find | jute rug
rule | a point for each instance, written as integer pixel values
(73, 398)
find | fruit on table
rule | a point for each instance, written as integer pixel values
------------------------------------------------------------------------
### Short task
Rewrite every row above in full, including its find and rule lines, and shift each answer coordinate up by 127.

### Result of the task
find | jute rug
rule | a point for each instance, written as integer pixel values
(200, 525)
find | fruit on table
rule | a point for each instance, written as integer pixel values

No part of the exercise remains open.